(PASSAGE GIVEN):
• • •

UCLA forward Zakiya Bywaters was drafted No. 1-overall by the Chicago Red Stars in the 2013 NWSL College Draft. (photo copyright Patricia Giobetti)

Throughout my life watching sports, I have been beholden to the notion that you can’t make a truly, solid judgment on anything until five years have passed. Hot takes are fine, of course—some have already come to unbendable conclusions about who won the Crystal Dunn trade—but in reality it takes time, space and context. Of course since adding women’s soccer to my list of sports to follow, this five-year rule has been something of a problem, that being that by the time five years had passed on anything, whatever pro league it happened in was no longer in operation. But fast forward to today, and it is now five years since the inaugural NWSL college draft. Here is a look back.

The date was January 18, 2013—five years to the day before the 2018 Draft—and the site was Indianapolis. Not many media made the trip for the sole purpose of covering the draft, and I was among those who stayed home. If you have attended a recent draft or seen photos, contrast it against this. There were no fans, no players and the media were sealed off in a separate room, left to see the selections via social media like everyone else.

The draft order was determined based on the perceived strength of the clubs following initial allocations of seven players from the three participating federations—U.S. Soccer, the Canadian Soccer Association and the Federation of Mexican Football. The order was the same for every round. No picks were traded.

• • •

(DATA EXCERPT):
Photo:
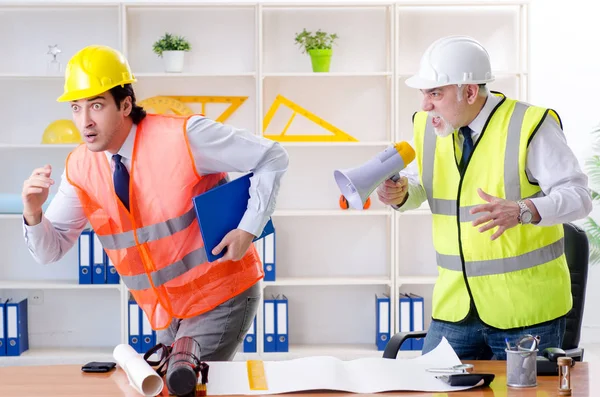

• • •

(SHORT EXERCISE):
In the passage on the first NWSL college draft, please name the city where that draft took place.

(SOLUTION FOR THIS TASK):
Indianapolis